### EXTRAHIERTER TEXT
____________________

Haeckel, Ernst

Ernst Haeckel an Wilhelm Ostwald, Jena, 1. Januar 1912

Jena 1. Januar 1912.

Lieber und verehrter Freund!

Die ersten Zeilen, die ich heute im Beginn des Neuen Jahres – des ersten „Neujahrs“ im „Monistischen Jahrhundert“! – schreibe, sollen ein herzlicher Gruss und Glückwunsch an Sie sein; und zugleich freundlicher Dank für das lebensvolle Porträt, durch das Sie mich gestern sehr erfreut haben; es erhält seinen Ehrenplatz in dera Porträt-Gallerie bahnbrechender Naturphilosophen, im Gedenksaal des Phyletischen Museums Am 26. Dezember habe ich mit ganz besonderen Gefühlen dankbarer Verehrung an Sie gedacht, im Hinblick auf die erfreulichen und weitreichenden Folgen, welche unser schöner, vor einem Jahre geschlossener Freundschaftsbund für unseren Monistenbund und die durch ihn geförderte Naturphilosophie bereits gehabt hat und sicher andauernd haben wird. ||

Mit Bedauern höre ich, dass Sie gerade an diesem Gedenktage von Unwohlsein zu leiden hatten; hoffentlich ist es inzwischen ganz beseitigt, so dass Sie mit Ihrer ewunderungswürdigen „Energie“ die vielen, im Jahresanfang Ihrer harrenden Aufgaben bald erledigen können.

____________________

### DATENSÄTZE
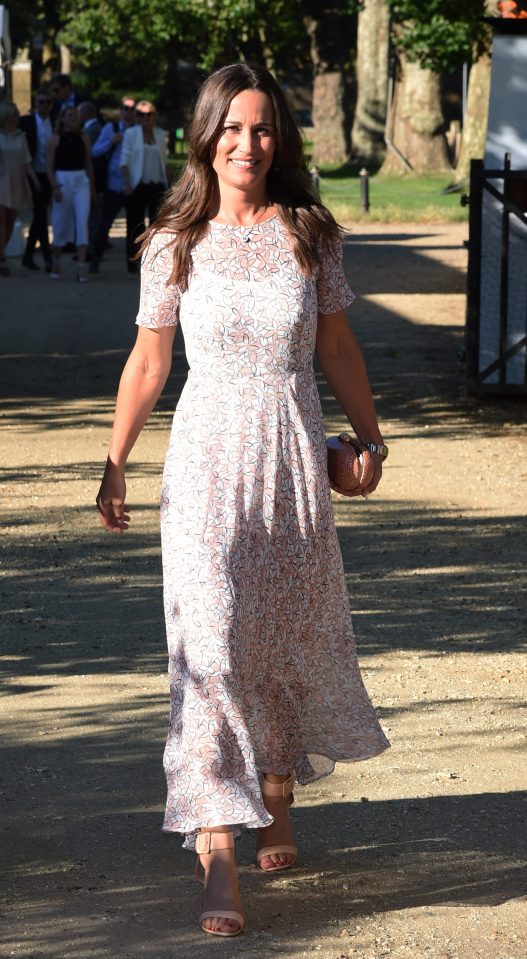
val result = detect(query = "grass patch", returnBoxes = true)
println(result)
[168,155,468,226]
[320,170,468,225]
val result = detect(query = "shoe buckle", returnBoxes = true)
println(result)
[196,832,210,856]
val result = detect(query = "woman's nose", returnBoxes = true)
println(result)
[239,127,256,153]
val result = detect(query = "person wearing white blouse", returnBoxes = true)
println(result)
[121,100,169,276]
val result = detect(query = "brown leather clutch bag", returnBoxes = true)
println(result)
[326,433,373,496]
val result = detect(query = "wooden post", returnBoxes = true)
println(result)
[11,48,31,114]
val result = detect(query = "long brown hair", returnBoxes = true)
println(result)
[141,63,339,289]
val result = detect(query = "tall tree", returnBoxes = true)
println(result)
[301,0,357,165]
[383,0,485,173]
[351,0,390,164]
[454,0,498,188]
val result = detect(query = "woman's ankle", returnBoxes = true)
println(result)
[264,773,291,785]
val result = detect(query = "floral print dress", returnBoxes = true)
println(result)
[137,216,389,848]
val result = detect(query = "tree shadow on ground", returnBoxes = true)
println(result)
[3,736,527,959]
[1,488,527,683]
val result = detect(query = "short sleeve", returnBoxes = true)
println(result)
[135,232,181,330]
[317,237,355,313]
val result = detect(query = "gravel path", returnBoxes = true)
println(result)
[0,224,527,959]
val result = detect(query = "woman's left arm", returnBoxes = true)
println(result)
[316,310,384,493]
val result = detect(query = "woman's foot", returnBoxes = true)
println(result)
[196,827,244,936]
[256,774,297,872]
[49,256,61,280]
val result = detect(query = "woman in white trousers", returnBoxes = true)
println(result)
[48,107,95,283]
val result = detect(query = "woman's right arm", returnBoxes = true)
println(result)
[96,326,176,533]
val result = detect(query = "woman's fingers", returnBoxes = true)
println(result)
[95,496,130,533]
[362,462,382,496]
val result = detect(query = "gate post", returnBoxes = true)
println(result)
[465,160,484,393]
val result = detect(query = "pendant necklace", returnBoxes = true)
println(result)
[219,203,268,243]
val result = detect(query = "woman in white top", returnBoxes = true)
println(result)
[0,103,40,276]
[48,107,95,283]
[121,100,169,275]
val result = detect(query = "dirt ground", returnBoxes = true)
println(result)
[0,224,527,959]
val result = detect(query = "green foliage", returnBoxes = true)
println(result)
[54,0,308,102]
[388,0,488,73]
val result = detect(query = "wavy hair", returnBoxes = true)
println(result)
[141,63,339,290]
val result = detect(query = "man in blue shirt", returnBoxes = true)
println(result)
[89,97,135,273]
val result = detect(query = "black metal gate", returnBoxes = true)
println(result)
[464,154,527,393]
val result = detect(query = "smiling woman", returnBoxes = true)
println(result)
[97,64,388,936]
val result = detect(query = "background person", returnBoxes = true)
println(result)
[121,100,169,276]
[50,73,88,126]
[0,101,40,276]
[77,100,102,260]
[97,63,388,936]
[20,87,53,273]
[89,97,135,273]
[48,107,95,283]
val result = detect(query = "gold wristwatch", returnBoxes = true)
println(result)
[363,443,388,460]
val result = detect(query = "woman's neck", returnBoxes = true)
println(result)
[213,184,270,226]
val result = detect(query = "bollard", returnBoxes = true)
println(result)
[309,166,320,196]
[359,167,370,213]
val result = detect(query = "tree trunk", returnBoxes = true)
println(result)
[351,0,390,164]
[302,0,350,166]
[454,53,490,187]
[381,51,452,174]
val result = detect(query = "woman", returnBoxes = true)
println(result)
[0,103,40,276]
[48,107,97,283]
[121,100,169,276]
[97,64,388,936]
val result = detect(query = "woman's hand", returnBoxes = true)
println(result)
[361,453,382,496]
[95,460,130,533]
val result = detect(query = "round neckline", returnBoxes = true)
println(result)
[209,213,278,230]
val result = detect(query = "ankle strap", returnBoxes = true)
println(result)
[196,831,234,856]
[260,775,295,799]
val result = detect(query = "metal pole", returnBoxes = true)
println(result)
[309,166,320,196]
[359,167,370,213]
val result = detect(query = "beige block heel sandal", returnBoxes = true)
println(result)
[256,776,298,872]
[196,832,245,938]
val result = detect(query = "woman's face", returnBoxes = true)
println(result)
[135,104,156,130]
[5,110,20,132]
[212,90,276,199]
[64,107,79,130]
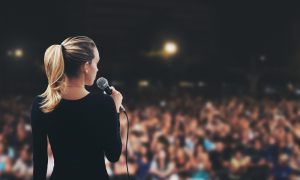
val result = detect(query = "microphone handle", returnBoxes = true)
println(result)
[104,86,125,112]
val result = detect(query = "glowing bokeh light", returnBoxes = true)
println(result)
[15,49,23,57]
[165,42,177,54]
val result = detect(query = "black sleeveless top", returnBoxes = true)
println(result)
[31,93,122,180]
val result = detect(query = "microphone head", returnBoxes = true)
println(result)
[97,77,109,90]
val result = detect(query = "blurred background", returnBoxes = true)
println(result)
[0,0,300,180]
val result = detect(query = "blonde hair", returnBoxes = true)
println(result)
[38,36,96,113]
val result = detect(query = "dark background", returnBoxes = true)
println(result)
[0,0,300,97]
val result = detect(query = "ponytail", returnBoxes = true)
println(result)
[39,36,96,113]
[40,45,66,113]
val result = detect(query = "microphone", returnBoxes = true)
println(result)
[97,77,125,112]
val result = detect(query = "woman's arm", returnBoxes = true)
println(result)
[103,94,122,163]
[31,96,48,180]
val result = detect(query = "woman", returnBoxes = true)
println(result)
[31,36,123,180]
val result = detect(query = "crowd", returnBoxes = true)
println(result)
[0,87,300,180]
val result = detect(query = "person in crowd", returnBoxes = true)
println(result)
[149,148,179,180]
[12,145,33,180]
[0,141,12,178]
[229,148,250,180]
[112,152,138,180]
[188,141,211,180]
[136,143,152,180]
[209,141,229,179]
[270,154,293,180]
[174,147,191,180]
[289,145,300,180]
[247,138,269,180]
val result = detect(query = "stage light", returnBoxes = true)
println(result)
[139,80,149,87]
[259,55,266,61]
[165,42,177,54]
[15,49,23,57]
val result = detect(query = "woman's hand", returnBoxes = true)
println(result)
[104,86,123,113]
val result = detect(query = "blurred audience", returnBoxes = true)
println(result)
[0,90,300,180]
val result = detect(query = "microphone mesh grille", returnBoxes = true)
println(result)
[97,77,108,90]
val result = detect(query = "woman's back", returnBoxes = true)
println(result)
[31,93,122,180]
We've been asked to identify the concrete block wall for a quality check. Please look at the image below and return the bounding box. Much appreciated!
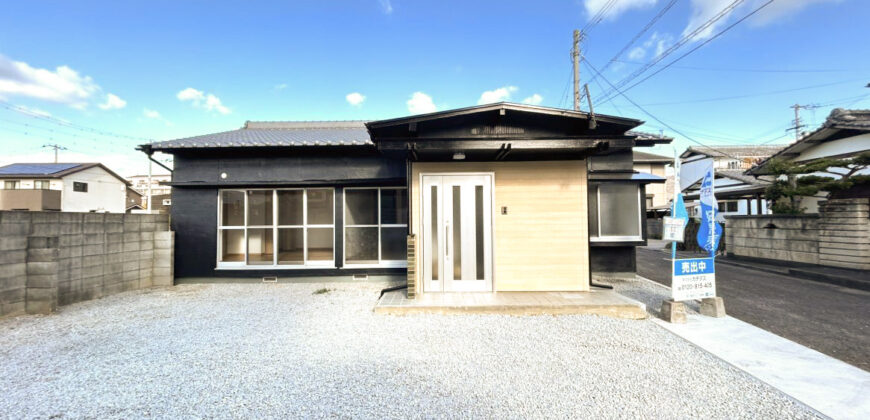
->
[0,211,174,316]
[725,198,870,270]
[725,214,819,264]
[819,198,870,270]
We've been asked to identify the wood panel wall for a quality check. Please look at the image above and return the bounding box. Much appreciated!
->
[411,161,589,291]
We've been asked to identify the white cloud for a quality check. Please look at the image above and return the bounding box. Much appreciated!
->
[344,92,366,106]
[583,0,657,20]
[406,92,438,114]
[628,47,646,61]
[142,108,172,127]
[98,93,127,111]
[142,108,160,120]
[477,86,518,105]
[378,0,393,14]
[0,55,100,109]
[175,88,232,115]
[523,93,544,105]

____________________

### ZU ERLEDIGEN
1) Nenne alle Wörter und Wendungen, die im Brief in Anführungszeichen stehen.
2) Schreib die Datensätze von ihrem Anfang bis einschließlich der Zeile mit „[49,256,61,280]“ als JSON-Liste von Zeichenketten um, mit einer Zeichenkette pro Zeile. Lass Leerzeilen und die Bilder weg.
Der Brief und die Datensätze haben nichts miteinander zu tun.

### ANTWORTEN JE AUFGABE
1)
Neujahrs
Monistischen Jahrhundert
Energie

2)
[
  "val result = detect(query = \"grass patch\", returnBoxes = true)",
  "println(result)",
  "[168,155,468,226]",
  "[320,170,468,225]",
  "val result = detect(query = \"shoe buckle\", returnBoxes = true)",
  "println(result)",
  "[196,832,210,856]",
  "val result = detect(query = \"woman's nose\", returnBoxes = true)",
  "println(result)",
  "[239,127,256,153]",
  "val result = detect(query = \"person wearing white blouse\", returnBoxes = true)",
  "println(result)",
  "[121,100,169,276]",
  "val result = detect(query = \"brown leather clutch bag\", returnBoxes = true)",
  "println(result)",
  "[326,433,373,496]",
  "val result = detect(query = \"wooden post\", returnBoxes = true)",
  "println(result)",
  "[11,48,31,114]",
  "val result = detect(query = \"long brown hair\", returnBoxes = true)",
  "println(result)",
  "[141,63,339,289]",
  "val result = detect(query = \"tall tree\", returnBoxes = true)",
  "println(result)",
  "[301,0,357,165]",
  "[383,0,485,173]",
  "[351,0,390,164]",
  "[454,0,498,188]",
  "val result = detect(query = \"woman's ankle\", returnBoxes = true)",
  "println(result)",
  "[264,773,291,785]",
  "val result = detect(query = \"floral print dress\", returnBoxes = true)",
  "println(result)",
  "[137,216,389,848]",
  "val result = detect(query = \"tree shadow on ground\", returnBoxes = true)",
  "println(result)",
  "[3,736,527,959]",
  "[1,488,527,683]",
  "val result = detect(query = \"short sleeve\", returnBoxes = true)",
  "println(result)",
  "[135,232,181,330]",
  "[317,237,355,313]",
  "val result = detect(query = \"gravel path\", returnBoxes = true)",
  "println(result)",
  "[0,224,527,959]",
  "val result = detect(query = \"woman's left arm\", returnBoxes = true)",
  "println(result)",
  "[316,310,384,493]",
  "val result = detect(query = \"woman's foot\", returnBoxes = true)",
  "println(result)",
  "[196,827,244,936]",
  "[256,774,297,872]",
  "[49,256,61,280]"
]